▶ **EXPLORE THE MATERIAL**:
1: In the transcription abstract below, rewrite the paragraph beginning "Gene regulation is of major interest" as a shorter bulleted list that keeps its main facts.
2: Using the transcription abstract below, decide whether each statement agrees with it, and answer yes or no with the deciding words quoted from the abstract.
(a) Broccoli makes it possible to measure transcription in vitro in real time.
(b) Competition from plastic surfaces can be prevented by adding RNA polymerase.
(c) The amount of DNA was held constant throughout the experiments.

▶ **EXERCISE TEXT**:
++++

Quantifying in Vitro Transcription

Abstract

Gene regulation is of major interest in molecular biology as it the first step in a complex multi-step process which eventually leads to gene expression. Understanding gene regulation means being able to better understand how certain genes come to expression and what exactly affects gene expression. In biological cells, genes code for proteins. The production of proteins is regulated by a complex regulatory network involving regulatory proteins (transcription factors). Each gene competes for transcription factors with a complex array of binding sites on the genome. Genes often exist in multiple identical copies, for example in the process of chromosomal replication during the cell cycle. Predicting the quantitative effect of this competition on the regulation of gene expression is of great interest. In this Project we use a model to quantitatively predict the transcription rate. In this model the grand canonical ensemble is used to construct a statistical mechanical probability that a transcription factor is bound to its specific site. To measure transcription we make use of a sequence called Broccoli. Broccoli allows us to measure transcription in vitro quantitatively in real time. The model is then adapted to the experimental system and compared to the experimental measurements. RNA polymerase and the amount of DNA were varied and the corresponding change in transcription rate was observed. The experimental results were compared with the grand canonical model with which we calculated the occupation of the promoter sites. The model can be adapted to account for unexpected competition by plastic surfaces by adding a competitive term. This competition can be prevented by adding BSA to the system, simplifying the system. With this method and model we have a strong foundation to study transcription quantitatively. This will allow for systematic studies of gene regulation.

++++

(Point localization lines)
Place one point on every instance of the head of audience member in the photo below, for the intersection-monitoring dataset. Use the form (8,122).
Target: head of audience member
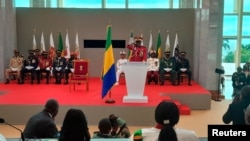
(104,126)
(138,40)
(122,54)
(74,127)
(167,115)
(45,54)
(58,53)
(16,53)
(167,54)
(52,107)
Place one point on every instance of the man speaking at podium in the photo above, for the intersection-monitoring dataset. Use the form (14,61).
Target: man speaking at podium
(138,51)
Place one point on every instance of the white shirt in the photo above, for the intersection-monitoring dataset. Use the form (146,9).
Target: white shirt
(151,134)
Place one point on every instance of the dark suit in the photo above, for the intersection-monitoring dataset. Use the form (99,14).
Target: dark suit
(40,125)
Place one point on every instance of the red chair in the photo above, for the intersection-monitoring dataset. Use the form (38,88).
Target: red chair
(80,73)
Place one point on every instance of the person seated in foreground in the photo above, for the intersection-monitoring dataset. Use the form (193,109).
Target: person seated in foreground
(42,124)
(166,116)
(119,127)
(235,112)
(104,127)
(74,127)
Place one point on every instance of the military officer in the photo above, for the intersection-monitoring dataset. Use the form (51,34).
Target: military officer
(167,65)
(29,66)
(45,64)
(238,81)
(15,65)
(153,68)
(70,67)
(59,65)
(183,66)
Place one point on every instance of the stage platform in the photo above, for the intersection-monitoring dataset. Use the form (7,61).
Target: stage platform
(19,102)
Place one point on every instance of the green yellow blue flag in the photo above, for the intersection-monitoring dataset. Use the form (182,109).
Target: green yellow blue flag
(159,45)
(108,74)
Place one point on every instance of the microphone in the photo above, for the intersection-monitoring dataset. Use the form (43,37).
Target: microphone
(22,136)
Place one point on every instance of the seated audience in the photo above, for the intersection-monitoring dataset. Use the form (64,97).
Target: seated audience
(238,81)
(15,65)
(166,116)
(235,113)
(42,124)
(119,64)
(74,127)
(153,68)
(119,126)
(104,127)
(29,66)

++++

▶ **SOLUTIONS TO EACH TASK**:
1:
- Gene regulation is the first step toward gene expression, and understanding it shows how genes come to expression and what affects it.
- In cells, genes code for proteins, and protein production is governed by a regulatory network of transcription factors.
- Each gene competes for transcription factors with many binding sites on the genome, and genes often exist in multiple identical copies, such as during chromosomal replication.
- The project uses a model based on the grand canonical ensemble to predict the probability that a transcription factor is bound to its site, and from that the transcription rate.
- A sequence called Broccoli measures transcription in vitro quantitatively and in real time.
- RNA polymerase and the amount of DNA were varied, and the resulting transcription rates were compared with the model's predicted promoter occupation.
- Unexpected competition from plastic surfaces can be handled by adding a competitive term to the model, or prevented by adding BSA.
- This method and model give a strong foundation for quantitative, systematic studies of gene regulation.

2:
(a) Yes: "Broccoli allows us to measure transcription in vitro quantitatively in real time."
(b) No: "This competition can be prevented by adding BSA to the system"
(c) No: "RNA polymerase and the amount of DNA were varied"